# New "Cool & Collected" from Allen & Page



## MiJodsR2BlinkinTite (5 October 2011)

I've just received an e-mail from A&P concerning their "new" feed which is said to be ideal for leisure horses & pony's who have allergies to e.g. mollasses & barley.

Probably a bit early - but anyone tried it?


----------



## gingerarab (5 October 2011)

Yes me to, had my old boy on calm and conditioner and it sent him loopy so hope this may be a better alternative ......


----------



## MiJodsR2BlinkinTite (5 October 2011)

Welllll...... I've always used their "Fast Fibre" - but am currently "between horses" so haven't got anything to try it on!!

Sounds good though if you read the spec.


----------



## gingerarab (5 October 2011)

I changed mine onto fast fibre and I was happy with it last winter, just wonder if he could do with a "bit more" of something.  Do allen and page do visits from their nutritionalists ?  For years I have fed "by eye" and although mine look good you always wonder , well i do anyway !


----------



## sbloom (5 October 2011)

Hmmmm....I feel that A&P are one feed company that has really NOT grasped the whole low starch ethos.  C&C is 20% starch, no idea how much sugar, wonder what this will be?  Barley and molasses are not the enemy for most horses as much as overall starch levels are.

Anyone wanting a nutrionalist I'd recommend the Top Spec peeps, they're brilliant, and multi award winning!


----------



## Bethie (5 October 2011)

sbloom said:



			Hmmmm....I feel that A&P are one feed company that has really NOT grasped the whole low starch ethos.  C&C is 20% starch, no idea how much sugar, wonder what this will be?  Barley and molasses are not the enemy for most horses as much as overall starch levels are.

Anyone wanting a nutrionalist I'd recommend the Top Spec peeps, they're brilliant, and multi award winning!
		
Click to expand...

## Goal A
Can you repeat a passage from the horse feed thread word for word, beginning at "I've just received" and stopping after "better alternative ......"?
## Goal B
How would the forum thread about the new Allen & Page feed go on from its last post?

(Stored dataset lines)
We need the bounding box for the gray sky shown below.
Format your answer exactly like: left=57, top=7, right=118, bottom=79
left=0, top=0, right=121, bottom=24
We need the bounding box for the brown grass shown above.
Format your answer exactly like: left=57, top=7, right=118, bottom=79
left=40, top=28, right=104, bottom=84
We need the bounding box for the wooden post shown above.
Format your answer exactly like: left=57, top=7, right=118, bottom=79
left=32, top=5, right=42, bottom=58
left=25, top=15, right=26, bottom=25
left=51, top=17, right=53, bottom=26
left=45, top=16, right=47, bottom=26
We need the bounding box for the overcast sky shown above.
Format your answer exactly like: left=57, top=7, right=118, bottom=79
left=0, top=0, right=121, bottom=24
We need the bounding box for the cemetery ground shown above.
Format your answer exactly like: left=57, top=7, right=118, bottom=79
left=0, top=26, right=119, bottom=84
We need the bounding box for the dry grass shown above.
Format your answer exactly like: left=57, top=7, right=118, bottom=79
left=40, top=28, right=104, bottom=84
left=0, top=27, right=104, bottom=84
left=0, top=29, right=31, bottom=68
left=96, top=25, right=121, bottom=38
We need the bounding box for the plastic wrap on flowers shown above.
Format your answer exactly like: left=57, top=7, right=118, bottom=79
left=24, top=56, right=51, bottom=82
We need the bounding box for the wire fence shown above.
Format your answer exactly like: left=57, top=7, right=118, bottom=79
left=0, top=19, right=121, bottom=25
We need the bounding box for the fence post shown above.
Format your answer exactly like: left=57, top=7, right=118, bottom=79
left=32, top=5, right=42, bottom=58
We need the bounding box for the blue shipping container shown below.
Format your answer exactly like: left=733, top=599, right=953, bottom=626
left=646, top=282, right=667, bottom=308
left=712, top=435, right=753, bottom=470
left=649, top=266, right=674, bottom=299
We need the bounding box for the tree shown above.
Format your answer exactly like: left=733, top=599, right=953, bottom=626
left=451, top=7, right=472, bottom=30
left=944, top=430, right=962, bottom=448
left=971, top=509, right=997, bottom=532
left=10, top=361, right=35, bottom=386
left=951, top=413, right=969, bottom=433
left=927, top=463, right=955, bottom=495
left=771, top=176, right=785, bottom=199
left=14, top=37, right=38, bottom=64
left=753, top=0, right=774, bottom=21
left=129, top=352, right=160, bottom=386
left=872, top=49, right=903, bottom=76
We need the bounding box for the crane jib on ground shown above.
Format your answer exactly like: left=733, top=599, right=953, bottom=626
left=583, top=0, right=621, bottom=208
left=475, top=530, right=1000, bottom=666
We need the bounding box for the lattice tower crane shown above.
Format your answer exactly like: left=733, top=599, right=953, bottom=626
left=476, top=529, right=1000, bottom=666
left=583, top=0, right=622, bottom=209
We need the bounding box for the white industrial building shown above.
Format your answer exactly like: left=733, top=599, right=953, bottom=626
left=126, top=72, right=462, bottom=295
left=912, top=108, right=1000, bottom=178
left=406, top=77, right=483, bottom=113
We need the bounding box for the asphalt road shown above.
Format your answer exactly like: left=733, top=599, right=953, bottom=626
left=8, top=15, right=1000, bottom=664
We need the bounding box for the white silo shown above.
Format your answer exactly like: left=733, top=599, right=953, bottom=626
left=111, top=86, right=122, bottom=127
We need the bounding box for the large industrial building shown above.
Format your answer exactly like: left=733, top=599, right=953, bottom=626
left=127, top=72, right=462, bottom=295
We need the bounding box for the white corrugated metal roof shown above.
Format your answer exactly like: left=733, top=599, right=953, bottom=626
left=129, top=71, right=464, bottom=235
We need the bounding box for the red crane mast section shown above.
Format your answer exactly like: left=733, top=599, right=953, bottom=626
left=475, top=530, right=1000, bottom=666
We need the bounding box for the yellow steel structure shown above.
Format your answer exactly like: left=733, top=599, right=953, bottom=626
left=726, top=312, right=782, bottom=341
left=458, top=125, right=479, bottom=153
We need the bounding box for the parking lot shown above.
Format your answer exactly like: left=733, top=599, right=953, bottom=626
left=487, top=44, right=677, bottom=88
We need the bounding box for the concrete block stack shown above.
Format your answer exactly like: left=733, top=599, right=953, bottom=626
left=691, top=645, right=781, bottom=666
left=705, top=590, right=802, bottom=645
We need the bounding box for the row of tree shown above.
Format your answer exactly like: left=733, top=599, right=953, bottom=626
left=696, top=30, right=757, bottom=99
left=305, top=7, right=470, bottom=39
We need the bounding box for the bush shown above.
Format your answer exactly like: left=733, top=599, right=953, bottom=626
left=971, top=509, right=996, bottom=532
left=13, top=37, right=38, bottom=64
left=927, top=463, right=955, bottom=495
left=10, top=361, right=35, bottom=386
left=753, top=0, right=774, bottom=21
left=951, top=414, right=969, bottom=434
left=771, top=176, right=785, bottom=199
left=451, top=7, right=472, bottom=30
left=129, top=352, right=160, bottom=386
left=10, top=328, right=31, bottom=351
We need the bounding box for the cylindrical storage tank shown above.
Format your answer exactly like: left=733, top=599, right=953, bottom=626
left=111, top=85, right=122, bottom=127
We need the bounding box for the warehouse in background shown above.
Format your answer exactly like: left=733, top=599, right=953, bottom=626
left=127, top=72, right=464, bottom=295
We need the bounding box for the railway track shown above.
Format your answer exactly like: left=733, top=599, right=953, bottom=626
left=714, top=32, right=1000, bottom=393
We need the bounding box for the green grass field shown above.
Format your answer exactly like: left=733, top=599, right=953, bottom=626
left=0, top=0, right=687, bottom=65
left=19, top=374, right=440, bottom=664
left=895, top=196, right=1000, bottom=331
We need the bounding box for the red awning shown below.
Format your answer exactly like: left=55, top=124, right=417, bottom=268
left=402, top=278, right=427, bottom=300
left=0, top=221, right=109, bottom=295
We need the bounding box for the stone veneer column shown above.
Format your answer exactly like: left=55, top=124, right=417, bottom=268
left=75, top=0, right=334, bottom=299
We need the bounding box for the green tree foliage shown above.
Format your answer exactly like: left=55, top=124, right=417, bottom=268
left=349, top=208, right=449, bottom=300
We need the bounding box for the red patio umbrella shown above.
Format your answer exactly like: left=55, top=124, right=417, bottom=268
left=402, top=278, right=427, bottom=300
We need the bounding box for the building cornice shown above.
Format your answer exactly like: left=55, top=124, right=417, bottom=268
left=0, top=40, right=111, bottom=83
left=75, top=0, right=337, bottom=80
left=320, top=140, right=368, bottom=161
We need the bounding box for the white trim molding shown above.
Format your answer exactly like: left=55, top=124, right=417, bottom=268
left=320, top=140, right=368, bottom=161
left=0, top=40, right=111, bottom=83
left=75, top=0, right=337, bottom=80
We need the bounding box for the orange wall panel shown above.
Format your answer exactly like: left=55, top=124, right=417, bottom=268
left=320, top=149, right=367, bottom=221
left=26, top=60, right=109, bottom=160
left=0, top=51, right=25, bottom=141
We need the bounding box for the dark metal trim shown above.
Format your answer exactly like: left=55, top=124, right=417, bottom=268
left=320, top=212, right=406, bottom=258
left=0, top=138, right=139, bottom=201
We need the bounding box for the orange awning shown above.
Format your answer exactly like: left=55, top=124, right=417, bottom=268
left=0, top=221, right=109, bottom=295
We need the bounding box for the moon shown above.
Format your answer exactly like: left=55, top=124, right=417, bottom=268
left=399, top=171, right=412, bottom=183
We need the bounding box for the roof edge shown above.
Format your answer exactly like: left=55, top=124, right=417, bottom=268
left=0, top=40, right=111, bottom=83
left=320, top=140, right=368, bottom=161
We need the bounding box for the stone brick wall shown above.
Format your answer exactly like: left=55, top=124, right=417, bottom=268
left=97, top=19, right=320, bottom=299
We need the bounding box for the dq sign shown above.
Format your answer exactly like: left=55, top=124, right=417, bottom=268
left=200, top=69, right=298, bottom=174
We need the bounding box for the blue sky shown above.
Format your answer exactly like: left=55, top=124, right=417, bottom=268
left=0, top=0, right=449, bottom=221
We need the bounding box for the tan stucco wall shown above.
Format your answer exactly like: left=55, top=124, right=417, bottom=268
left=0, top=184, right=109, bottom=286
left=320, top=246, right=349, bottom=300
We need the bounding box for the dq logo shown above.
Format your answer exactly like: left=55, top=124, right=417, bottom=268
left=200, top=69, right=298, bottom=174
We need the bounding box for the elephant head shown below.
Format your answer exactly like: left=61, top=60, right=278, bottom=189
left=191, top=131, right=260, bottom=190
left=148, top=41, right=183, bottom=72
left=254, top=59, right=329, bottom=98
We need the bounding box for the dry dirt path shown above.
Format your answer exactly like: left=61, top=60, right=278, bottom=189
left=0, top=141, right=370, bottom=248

## Task result A
I've just received an e-mail from A&P concerning their "new" feed which is said to be ideal for leisure horses & pony's who have allergies to e.g. mollasses & barley.

Probably a bit early - but anyone tried it?


----------



## gingerarab (5 October 2011)

Yes me to, had my old boy on calm and conditioner and it sent him loopy so hope this may be a better alternative ......

## Task result B
I can't agree with that at all, their older range is probably one of the worst offenders for starch, but the newer feeds they are coming out with are totally different.   I had a look at the spec for this new mix earlier on today when I got the newsletter email, it is stated to be 7.75% starch and 2.9% sugar - not far off the magic 10% overall figures at all.  I do wish they would put a full list of ingredients on the website though, would make life so much easier!


----------



## mudmonkey17 (6 October 2011)

I haven't used it but have mine on veteran vitality and he has never looked or felt better, he hoovers it up 

Hasn't got much starch in this one either 10%


----------



## forestfantasy (7 October 2011)

Might just be me but doesn't this sound the same as 'Ride & Relax' just worded differently?!


----------



## TGM (7 October 2011)

forestfantasy said:



			Might just be me but doesn't this sound the same as 'Ride & Relax' just worded differently?!
		
Click to expand...

No it doesn't - R&R is considerably higher in starch and sugar (15% starch 5% sugar) than Cool & Collected.


----------



## Firewell (7 October 2011)

It sounds fab! I managed to find the list of ingredients online and they were fine.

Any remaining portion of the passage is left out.